障害年金3級は、在宅酸素を始めた時からもらえるのでしょうか?

- 詳しいプロフィール
- 2004年:厚生労働省入省
- 2008年:社労士資格を取得
- 2012年:西宮市の社労士事務所に就職
- 2015年:独立し、中井事務所を設立
-
私は3年前に間質性肺炎になりました。
先月から在宅酸素をはじめながらの生活となりました。
在宅酸素は障害年金3級がもらえると聞きました。
障害年金3級は、在宅酸素を始めた時からもらえるのでしょうか?
それとも間質性肺炎になったときからもらえるのでしょうか?
本回答は2020年7月現在のものです。
障害年金がもらえるのは、現時点からか、もしくは「障害認定日」にさかのぼってもらうかのどちらかのみです。
ご質問者様の場合、在宅酸素を始めた時からもらえるのではありません。
間質性肺炎になったときからもらえるのでもありません。
請求ができるのは今後の分(事後重症請求)か、「障害認定日」にさかのぼって請求(障害認定日請求)のどちらかになります。

▶ [提供データ]
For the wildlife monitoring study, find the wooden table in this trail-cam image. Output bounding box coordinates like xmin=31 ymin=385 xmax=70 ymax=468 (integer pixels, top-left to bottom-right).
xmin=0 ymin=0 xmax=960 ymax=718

* * *

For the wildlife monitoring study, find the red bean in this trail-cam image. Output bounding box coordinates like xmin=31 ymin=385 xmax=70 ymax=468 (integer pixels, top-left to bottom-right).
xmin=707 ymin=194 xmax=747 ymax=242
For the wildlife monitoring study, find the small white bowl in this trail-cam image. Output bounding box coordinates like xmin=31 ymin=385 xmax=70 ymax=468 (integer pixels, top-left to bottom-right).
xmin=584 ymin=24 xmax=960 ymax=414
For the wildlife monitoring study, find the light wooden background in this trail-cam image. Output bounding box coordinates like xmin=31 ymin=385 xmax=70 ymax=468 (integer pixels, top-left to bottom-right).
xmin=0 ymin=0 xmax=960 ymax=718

▶ [実施課題] 提供文章によれば、ご質問者様が行える請求はどの二つですか。 データは提供文章とは別個の資料です。

▶ [演習結果] 今後の分を請求する事後重症請求か、「障害認定日」にさかのぼって請求する障害認定日請求のどちらかです。